**Given instruction**
In the data below, arrange the lines from the one containing "request: trace the outline of every instance of the blue" up to and including the one containing "target: blue jeans" as a numbered list, leaving out any blank lines.

**Segmentation labeling items**
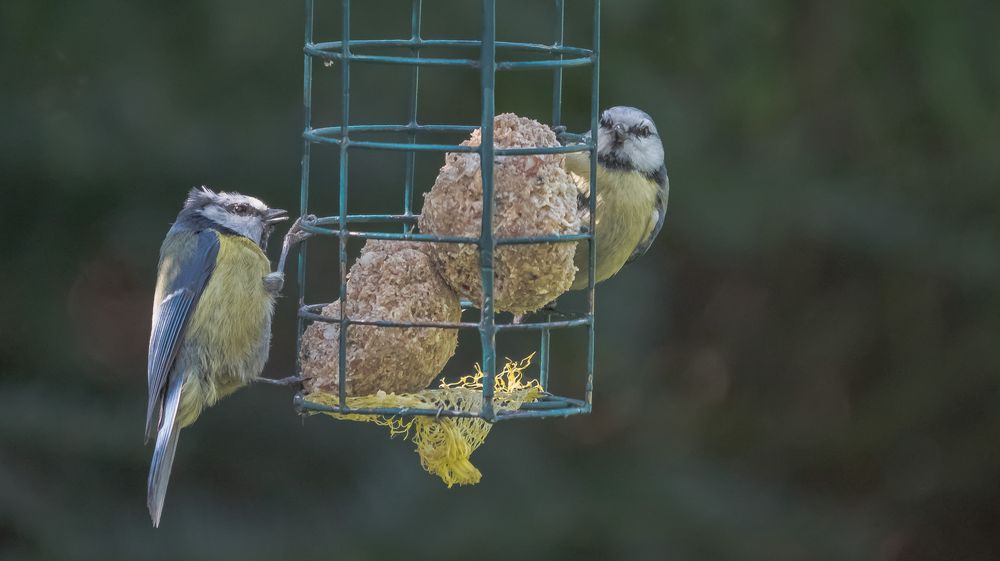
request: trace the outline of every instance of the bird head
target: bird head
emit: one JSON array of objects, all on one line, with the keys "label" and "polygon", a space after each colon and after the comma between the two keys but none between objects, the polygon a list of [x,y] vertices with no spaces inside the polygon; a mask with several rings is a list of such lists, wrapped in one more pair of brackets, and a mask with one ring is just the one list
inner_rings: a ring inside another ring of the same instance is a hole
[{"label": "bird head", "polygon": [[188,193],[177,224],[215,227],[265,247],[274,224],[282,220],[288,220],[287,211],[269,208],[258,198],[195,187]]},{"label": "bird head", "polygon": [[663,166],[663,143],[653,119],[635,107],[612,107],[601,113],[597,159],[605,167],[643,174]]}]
--
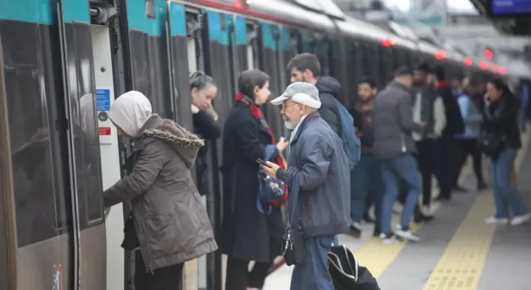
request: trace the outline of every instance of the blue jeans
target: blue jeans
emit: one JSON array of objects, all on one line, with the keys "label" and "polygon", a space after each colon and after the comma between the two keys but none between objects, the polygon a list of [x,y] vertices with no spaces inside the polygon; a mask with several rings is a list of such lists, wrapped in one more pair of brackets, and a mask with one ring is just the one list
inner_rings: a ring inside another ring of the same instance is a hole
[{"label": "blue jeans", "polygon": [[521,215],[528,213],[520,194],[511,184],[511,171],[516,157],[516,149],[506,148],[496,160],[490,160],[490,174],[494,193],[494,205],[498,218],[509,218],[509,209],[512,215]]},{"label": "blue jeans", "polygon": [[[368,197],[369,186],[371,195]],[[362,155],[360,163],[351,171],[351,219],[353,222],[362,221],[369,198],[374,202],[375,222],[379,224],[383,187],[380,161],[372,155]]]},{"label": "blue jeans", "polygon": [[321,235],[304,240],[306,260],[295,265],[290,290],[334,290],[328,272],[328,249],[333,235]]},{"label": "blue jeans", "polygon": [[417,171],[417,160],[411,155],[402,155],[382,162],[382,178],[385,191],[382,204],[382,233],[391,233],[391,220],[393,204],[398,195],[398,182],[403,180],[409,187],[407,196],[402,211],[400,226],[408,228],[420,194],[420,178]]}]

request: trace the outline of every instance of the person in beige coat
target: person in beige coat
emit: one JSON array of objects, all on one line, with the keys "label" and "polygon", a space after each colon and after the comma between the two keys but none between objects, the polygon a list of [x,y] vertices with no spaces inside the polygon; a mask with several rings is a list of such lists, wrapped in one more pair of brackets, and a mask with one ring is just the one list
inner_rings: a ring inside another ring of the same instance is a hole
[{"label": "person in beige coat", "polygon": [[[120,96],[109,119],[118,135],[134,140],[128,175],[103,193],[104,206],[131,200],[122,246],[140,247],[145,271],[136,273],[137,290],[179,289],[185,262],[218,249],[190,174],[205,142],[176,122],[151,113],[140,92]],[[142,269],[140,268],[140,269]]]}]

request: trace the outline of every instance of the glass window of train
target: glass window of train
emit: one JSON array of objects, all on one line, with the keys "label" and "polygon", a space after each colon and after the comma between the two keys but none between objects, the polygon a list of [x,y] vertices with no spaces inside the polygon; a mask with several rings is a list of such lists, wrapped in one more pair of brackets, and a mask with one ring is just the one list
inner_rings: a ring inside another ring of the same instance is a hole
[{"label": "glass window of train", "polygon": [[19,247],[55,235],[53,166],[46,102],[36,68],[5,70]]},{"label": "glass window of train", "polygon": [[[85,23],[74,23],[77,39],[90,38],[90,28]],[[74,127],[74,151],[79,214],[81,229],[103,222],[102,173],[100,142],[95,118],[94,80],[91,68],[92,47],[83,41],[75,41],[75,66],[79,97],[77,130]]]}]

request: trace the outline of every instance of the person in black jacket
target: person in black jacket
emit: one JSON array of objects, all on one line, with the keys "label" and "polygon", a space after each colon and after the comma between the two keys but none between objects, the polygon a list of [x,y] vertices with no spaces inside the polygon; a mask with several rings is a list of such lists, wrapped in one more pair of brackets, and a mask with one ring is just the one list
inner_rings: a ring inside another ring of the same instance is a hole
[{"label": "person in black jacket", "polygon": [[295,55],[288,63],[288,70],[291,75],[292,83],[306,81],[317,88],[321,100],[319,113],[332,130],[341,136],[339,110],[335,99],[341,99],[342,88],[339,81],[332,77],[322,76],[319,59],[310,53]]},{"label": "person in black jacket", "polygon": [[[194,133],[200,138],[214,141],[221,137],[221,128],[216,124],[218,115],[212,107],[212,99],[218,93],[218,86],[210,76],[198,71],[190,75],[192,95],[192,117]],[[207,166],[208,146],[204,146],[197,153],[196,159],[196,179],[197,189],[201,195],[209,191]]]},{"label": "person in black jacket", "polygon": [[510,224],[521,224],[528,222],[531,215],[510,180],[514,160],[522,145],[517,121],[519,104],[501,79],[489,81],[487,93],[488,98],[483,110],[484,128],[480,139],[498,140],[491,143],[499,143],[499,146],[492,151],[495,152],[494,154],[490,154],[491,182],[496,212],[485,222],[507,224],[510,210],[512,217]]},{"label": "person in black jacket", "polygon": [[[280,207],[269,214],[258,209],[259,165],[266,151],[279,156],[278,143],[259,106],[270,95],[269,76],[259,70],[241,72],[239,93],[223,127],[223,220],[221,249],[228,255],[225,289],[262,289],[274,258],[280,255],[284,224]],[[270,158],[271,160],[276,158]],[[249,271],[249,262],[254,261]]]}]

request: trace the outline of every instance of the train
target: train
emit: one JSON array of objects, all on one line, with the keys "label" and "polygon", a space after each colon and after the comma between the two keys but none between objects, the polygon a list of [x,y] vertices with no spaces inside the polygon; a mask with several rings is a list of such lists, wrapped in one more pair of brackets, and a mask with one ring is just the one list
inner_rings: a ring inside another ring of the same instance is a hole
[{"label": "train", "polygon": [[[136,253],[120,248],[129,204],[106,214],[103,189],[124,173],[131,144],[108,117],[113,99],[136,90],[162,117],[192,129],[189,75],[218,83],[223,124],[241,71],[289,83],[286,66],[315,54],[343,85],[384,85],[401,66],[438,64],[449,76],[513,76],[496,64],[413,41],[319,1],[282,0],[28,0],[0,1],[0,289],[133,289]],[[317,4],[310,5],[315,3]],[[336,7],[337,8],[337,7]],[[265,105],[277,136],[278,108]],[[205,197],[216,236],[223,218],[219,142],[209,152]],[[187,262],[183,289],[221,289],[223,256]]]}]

**Correct response**
1. request: trace the outline of every instance of the blue jeans
2. target: blue jeans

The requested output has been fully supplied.